__Passage__
# Nylabone RECALL.....



## woodard2009 (Aug 4, 2010)

Nylabone Dog Chews Recall 2015


----------



## Huly (Mar 5, 2012)

Glad my pups do not get these


----------



## Moonfall (Nov 16, 2012)

Greeeeat. :/ We have a couple of nylabones. Thankfully not from the affected lot though.

I've also noticed below people are talking about their dogs actually eating the nylabones, which is going to cause issues as they're not edible.


----------



## Kismet (Jun 18, 2014)

Thanks for sharing this! 

Moonfall - Nylabone has a healthy edibles range which the dogs are meant to eat. We can't get those here and I probably wouldn't feed them but my guys do get a regular supply of normal Nylabones so I appreciate hearing about this recall.


----------



## Moonfall (Nov 16, 2012)

Oh. Well then. 

We only use the chew type ones. They like them a lot. Like anything else they only have them supervised though.


----------



## AngelicMisfit13 (Apr 20, 2015)

My puppy has got this for teething, thankfully I didn't get the Puppy Starter Kit. She has already nearly obliterated it...the little nubs on each end are either chewed off, swallowed, and pass through or just chewed off.










I do plan on getting her...maybe deer antler? to replace this teething bone before she actually does chew off a solid piece of the actual product. I hope she ends up liking the deer antler since they are pricey


----------

__Data provided__

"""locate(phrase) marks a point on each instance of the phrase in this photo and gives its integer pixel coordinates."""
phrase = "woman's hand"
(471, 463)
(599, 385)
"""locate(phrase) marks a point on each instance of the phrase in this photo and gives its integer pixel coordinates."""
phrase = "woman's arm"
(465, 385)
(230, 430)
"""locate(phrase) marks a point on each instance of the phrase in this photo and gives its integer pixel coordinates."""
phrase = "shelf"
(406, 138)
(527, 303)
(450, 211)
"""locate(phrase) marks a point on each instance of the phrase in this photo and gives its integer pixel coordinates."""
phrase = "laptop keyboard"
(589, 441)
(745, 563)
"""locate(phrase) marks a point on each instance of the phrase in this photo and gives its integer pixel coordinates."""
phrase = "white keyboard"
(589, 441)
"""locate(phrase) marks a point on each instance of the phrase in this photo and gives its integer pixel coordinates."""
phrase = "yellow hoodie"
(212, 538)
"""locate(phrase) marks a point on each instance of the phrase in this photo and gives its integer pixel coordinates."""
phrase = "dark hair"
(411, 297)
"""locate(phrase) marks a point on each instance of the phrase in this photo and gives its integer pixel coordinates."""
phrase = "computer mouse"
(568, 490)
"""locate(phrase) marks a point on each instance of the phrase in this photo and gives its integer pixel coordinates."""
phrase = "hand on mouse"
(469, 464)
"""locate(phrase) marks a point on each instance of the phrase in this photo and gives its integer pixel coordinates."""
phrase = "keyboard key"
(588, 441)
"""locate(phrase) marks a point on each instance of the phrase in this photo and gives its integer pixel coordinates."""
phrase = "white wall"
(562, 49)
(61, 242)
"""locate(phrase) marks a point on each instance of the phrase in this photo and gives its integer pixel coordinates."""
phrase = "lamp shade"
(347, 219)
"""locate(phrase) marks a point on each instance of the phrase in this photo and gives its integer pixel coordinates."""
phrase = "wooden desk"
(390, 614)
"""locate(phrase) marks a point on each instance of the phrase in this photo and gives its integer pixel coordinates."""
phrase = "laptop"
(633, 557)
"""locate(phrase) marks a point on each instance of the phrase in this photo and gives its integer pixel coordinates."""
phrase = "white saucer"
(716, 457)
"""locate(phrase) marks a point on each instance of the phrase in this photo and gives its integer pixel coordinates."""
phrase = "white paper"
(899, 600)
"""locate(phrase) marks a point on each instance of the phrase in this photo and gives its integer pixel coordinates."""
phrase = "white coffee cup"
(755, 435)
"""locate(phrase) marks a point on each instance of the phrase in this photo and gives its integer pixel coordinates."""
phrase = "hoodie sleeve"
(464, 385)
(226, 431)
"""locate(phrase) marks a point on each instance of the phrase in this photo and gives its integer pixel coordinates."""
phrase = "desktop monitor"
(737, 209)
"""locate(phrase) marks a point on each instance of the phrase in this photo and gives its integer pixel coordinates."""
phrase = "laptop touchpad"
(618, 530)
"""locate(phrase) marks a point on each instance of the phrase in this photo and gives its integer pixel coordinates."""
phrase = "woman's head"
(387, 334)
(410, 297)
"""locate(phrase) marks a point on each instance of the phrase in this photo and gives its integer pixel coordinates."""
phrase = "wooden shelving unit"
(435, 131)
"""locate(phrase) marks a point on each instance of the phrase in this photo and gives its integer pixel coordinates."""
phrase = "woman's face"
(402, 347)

__What the task requires__
Translate this sentence from the Nylabone recall thread into Spanish: "We only use the chew type ones."

__Reply__
Solo usamos los de tipo para masticar.